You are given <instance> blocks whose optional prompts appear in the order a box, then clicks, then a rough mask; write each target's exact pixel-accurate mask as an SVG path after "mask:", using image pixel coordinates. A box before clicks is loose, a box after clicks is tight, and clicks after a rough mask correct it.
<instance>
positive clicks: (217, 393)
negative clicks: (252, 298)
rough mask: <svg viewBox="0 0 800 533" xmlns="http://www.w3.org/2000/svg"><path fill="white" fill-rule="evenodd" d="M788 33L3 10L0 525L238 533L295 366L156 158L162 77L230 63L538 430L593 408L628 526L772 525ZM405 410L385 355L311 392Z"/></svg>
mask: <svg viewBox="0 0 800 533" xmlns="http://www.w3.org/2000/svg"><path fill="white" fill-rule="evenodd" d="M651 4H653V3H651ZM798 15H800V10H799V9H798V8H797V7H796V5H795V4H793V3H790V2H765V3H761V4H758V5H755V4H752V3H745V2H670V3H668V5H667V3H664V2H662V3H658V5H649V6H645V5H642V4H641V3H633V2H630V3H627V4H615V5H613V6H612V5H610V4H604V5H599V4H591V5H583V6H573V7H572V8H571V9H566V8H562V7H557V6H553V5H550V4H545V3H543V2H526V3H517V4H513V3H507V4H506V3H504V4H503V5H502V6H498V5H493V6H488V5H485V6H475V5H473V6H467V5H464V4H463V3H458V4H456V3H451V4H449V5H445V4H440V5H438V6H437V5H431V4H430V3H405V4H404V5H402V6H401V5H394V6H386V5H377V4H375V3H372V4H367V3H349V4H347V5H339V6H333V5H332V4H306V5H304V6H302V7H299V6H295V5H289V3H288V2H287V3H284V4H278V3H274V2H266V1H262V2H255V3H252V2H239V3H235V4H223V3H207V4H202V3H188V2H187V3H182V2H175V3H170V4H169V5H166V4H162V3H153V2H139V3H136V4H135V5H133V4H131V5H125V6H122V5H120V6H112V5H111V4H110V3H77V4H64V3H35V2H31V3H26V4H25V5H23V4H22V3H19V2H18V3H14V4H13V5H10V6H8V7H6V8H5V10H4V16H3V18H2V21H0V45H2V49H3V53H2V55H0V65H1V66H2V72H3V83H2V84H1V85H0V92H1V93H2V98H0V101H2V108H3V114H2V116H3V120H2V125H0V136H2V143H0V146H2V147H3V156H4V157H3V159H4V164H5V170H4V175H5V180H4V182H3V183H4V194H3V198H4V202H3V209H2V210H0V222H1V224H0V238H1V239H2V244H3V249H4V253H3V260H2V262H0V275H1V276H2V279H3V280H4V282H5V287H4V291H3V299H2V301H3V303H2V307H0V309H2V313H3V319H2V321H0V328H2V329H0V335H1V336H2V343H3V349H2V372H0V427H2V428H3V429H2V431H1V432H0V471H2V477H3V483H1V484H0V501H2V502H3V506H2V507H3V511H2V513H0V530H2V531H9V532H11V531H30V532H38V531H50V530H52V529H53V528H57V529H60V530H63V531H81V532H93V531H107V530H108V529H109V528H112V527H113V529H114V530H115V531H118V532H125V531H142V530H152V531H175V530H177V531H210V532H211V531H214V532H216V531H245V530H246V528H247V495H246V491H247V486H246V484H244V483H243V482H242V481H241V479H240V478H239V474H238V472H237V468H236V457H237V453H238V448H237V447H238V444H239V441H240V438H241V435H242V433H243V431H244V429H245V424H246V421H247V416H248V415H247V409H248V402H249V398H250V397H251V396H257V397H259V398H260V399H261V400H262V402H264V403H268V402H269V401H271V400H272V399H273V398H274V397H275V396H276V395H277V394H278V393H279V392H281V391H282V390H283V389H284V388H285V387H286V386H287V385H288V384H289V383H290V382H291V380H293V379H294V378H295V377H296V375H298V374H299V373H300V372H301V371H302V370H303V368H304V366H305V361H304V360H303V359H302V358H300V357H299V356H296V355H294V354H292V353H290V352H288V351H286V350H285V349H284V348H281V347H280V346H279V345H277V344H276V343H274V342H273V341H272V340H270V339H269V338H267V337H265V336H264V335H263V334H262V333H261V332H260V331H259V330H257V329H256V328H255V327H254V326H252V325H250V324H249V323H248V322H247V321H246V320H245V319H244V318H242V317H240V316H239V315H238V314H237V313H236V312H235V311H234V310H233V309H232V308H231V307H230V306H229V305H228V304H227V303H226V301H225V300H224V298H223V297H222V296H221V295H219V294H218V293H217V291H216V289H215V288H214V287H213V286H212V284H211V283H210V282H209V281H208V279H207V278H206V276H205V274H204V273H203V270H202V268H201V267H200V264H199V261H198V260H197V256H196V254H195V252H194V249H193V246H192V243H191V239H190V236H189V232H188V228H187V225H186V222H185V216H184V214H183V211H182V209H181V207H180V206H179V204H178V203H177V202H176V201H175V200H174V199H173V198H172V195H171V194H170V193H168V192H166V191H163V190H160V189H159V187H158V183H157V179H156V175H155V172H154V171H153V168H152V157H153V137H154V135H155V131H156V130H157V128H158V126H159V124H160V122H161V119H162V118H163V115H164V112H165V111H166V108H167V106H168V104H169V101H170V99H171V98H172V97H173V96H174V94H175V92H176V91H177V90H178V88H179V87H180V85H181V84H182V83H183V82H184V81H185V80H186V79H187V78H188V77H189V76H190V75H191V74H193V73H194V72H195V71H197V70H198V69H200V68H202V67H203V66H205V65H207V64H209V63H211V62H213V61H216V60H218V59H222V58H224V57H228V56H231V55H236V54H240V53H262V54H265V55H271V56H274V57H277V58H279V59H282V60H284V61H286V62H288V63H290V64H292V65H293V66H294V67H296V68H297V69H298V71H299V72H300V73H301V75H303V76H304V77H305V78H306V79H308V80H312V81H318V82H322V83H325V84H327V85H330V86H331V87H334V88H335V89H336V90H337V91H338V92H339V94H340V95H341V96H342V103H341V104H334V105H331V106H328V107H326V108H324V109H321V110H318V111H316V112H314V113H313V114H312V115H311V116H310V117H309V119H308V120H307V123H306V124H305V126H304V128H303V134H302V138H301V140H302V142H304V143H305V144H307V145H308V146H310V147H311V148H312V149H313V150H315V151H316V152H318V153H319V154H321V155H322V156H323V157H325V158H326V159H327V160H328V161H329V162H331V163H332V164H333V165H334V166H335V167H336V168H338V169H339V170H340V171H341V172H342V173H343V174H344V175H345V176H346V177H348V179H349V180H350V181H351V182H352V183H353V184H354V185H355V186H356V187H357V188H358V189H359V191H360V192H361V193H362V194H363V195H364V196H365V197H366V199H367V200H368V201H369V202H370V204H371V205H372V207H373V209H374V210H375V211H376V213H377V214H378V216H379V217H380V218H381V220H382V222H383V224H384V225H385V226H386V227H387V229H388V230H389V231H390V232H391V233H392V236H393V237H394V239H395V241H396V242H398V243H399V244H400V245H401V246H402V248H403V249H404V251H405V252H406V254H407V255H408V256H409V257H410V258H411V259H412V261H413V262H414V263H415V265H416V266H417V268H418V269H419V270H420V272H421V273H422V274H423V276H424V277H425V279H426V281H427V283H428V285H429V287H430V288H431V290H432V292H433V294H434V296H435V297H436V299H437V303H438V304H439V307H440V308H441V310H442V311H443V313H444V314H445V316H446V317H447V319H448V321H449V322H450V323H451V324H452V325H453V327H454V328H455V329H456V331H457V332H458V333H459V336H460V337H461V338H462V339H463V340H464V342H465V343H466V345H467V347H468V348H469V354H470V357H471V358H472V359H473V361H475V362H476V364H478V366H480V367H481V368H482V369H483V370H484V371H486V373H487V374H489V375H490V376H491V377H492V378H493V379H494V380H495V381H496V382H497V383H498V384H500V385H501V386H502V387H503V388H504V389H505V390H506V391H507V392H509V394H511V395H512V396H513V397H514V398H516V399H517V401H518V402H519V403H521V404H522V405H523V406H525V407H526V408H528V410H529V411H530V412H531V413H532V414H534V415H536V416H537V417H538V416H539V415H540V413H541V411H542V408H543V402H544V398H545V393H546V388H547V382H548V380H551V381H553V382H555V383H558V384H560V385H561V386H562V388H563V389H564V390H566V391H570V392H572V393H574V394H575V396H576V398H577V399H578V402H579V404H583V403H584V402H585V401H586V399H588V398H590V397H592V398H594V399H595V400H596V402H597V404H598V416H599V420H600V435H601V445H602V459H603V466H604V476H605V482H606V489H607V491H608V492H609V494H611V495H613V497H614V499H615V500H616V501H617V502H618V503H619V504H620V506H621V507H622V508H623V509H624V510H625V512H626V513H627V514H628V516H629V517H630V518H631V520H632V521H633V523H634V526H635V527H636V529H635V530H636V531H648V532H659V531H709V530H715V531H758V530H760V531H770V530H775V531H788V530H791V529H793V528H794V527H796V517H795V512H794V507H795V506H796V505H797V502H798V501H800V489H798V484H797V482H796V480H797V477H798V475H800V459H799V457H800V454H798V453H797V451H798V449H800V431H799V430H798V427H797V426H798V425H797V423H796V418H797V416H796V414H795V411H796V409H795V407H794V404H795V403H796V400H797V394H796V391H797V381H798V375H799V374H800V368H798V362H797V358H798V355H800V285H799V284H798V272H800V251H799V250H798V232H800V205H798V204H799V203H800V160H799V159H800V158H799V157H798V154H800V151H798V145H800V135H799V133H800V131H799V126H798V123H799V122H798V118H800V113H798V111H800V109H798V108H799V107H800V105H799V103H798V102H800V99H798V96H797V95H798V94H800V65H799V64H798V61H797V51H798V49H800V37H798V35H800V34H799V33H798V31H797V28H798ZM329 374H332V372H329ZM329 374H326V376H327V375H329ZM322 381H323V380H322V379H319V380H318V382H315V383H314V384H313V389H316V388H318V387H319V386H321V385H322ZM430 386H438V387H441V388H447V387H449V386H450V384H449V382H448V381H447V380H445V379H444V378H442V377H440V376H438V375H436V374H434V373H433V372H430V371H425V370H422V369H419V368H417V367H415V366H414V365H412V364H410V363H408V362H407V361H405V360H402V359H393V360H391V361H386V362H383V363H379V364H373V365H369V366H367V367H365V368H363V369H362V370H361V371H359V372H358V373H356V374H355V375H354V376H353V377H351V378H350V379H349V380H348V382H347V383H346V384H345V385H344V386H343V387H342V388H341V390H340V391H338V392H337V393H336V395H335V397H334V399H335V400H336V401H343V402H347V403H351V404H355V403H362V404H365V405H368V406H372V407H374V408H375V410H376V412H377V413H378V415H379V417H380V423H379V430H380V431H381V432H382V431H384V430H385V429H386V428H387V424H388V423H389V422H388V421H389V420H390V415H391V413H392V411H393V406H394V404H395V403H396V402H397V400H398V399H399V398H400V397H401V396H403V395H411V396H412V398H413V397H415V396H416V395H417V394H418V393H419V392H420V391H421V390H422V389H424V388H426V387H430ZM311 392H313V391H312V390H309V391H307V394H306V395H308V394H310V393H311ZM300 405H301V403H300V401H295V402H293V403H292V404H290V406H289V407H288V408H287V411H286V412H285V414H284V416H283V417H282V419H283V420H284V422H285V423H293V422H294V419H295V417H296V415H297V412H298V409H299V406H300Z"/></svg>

===============

### Work task
Within the preceding material, tally each line that holds the word "clicks". Write down only the total.

### The answer
3